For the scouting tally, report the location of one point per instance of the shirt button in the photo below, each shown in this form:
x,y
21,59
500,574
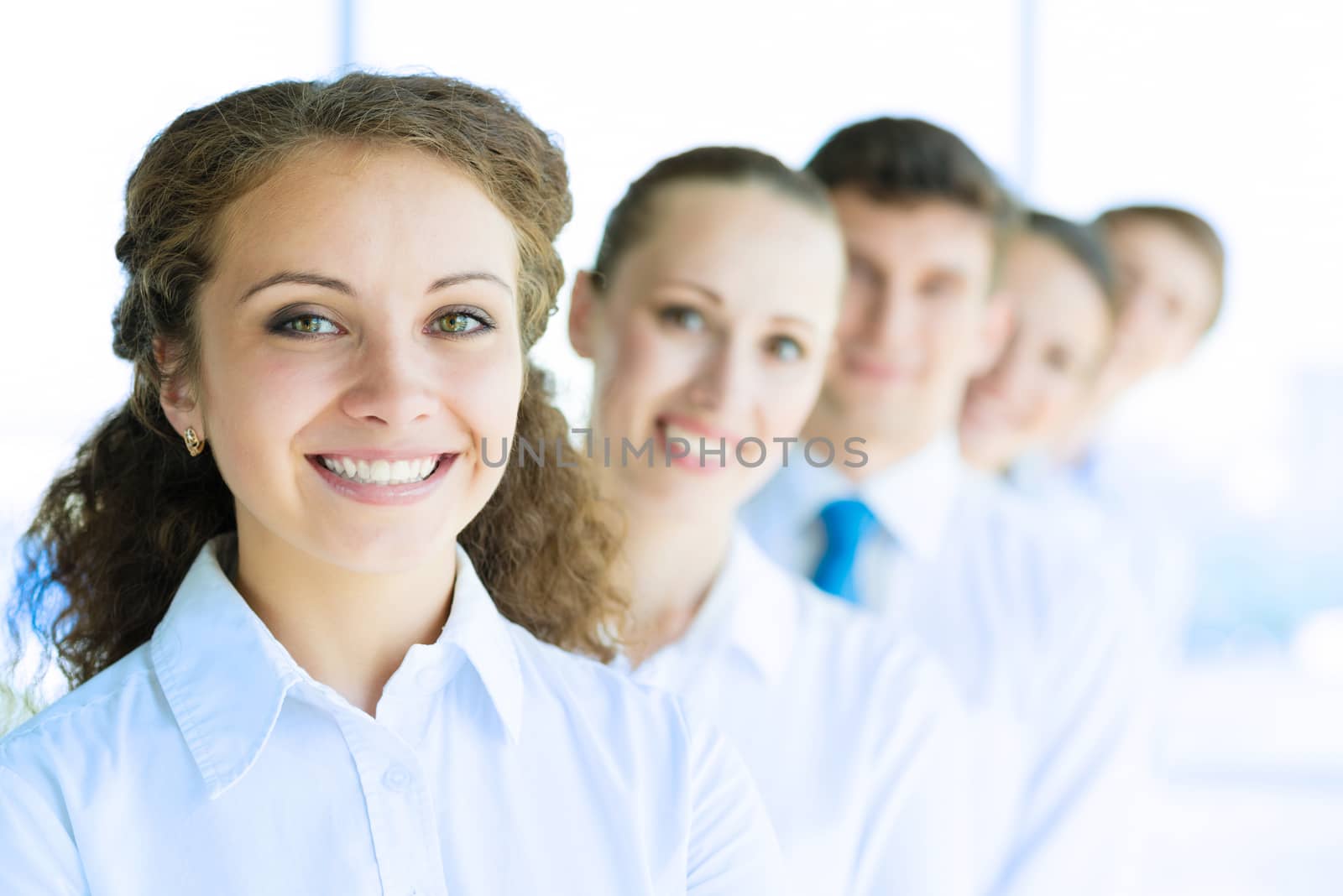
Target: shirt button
x,y
396,779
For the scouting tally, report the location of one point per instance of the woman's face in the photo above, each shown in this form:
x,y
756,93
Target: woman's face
x,y
1060,337
715,326
359,338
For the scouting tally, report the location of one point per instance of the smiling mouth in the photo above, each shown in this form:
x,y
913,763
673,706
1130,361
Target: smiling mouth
x,y
380,471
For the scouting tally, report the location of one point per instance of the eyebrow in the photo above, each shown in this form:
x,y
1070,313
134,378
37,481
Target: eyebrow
x,y
308,278
698,287
718,300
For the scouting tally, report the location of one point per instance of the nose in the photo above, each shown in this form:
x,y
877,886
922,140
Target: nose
x,y
723,376
1011,378
393,383
893,322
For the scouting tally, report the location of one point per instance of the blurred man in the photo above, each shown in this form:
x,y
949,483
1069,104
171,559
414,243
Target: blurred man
x,y
1031,632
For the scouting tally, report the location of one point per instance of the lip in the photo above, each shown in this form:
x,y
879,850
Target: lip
x,y
698,428
691,461
384,495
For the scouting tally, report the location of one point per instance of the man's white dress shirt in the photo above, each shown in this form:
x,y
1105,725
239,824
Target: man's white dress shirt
x,y
1034,633
854,735
208,762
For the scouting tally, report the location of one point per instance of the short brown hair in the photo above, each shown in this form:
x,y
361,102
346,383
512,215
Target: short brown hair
x,y
631,217
1083,243
118,529
910,160
1195,231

------------------------------------

» WHAT YOU WILL DO: Reproduce word for word everything from the line containing "of the nose" down to the final line of the rows, both ends included.

» RESPONSE FOR THIS EXERCISE:
For the scouting tally, report the location of one point per instance of the nose in the photo above, each shown in this form:
x,y
877,886
922,140
Target: nose
x,y
723,376
1011,378
393,383
893,322
For the scouting tally, report the location of one point per instance of the blurred man in the photo above, each shown in this form:
x,y
949,483
1069,104
171,559
414,243
Target: blurred man
x,y
1031,632
For the scouting tally, report the location of one point per instance of the lip in the photo above, each shown in this form:
x,y
879,850
Target: lip
x,y
698,428
691,461
384,495
For the scouting tally, report the location of one point per instance of the man's white dress shirt in the photo above, each shown in this form:
x,y
1105,725
239,824
Target: man's white dress shirt
x,y
1034,633
854,735
208,762
For the scouting tally, report the location of one point per instance of the short brown hair in the photo above, each shown in this form:
x,y
361,102
346,383
512,215
Target: short brown hair
x,y
631,217
1083,243
118,529
910,160
1195,231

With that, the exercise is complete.